## RECORDS FOR THIS TASK
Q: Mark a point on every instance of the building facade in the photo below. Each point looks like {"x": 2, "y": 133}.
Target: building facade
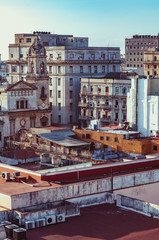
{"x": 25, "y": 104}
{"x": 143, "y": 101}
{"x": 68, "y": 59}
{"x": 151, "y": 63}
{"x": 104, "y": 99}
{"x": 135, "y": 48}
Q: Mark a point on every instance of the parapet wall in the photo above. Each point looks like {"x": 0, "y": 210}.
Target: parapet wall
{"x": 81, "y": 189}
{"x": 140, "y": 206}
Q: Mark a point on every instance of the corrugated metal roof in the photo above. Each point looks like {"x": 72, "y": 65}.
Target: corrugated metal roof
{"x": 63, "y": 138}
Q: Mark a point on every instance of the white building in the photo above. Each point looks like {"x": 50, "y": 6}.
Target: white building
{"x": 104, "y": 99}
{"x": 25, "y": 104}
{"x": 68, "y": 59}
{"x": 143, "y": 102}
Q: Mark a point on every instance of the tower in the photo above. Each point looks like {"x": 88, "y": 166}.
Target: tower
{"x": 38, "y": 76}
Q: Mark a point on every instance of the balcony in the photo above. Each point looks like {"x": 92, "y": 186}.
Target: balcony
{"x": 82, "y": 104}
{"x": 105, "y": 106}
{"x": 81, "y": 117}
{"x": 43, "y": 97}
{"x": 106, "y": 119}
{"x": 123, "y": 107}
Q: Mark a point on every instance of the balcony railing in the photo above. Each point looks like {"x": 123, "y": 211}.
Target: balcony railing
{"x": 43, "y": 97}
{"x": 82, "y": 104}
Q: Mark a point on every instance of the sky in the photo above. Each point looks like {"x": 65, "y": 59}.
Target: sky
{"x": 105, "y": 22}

## WORK ORDER
Reproduce the listing in full and exactly, excluding any pictures it holds.

## ANSWER FOR THIS EXERCISE
Q: Mark a point on every instance of the building facade in the photo below. Each point looks like {"x": 2, "y": 133}.
Target: building facade
{"x": 25, "y": 104}
{"x": 143, "y": 101}
{"x": 68, "y": 59}
{"x": 151, "y": 63}
{"x": 104, "y": 99}
{"x": 135, "y": 48}
Q: Mark a point on every instance of the parapet wall in the photo above. Each point looks like {"x": 0, "y": 210}.
Target: parapet wall
{"x": 81, "y": 189}
{"x": 140, "y": 206}
Q: Mark a point on every instance of the corrugated metal roof in the photo above. Each point looks like {"x": 72, "y": 65}.
Target: corrugated metal roof
{"x": 63, "y": 138}
Q: Mark a point on every instance of the white building in the photo above. Each point looks like {"x": 50, "y": 6}.
Target: white building
{"x": 104, "y": 99}
{"x": 25, "y": 104}
{"x": 68, "y": 59}
{"x": 143, "y": 102}
Q: Mark a point on every instance of the tower in the photo above. Each point looks like {"x": 88, "y": 166}.
Target: tower
{"x": 38, "y": 76}
Q: Mark a point on every instance of the balcony in the photo above. Each point looks like {"x": 92, "y": 186}.
Target: balcony
{"x": 82, "y": 104}
{"x": 105, "y": 106}
{"x": 81, "y": 117}
{"x": 43, "y": 97}
{"x": 106, "y": 119}
{"x": 123, "y": 107}
Q: Mark a point on every instance of the balcony railing in the photo above. Each point looks like {"x": 123, "y": 211}.
Target: balcony railing
{"x": 43, "y": 97}
{"x": 82, "y": 104}
Q: Mark a point on every instance of the sky in the photo above. Each point looks like {"x": 65, "y": 59}.
Target: sky
{"x": 105, "y": 22}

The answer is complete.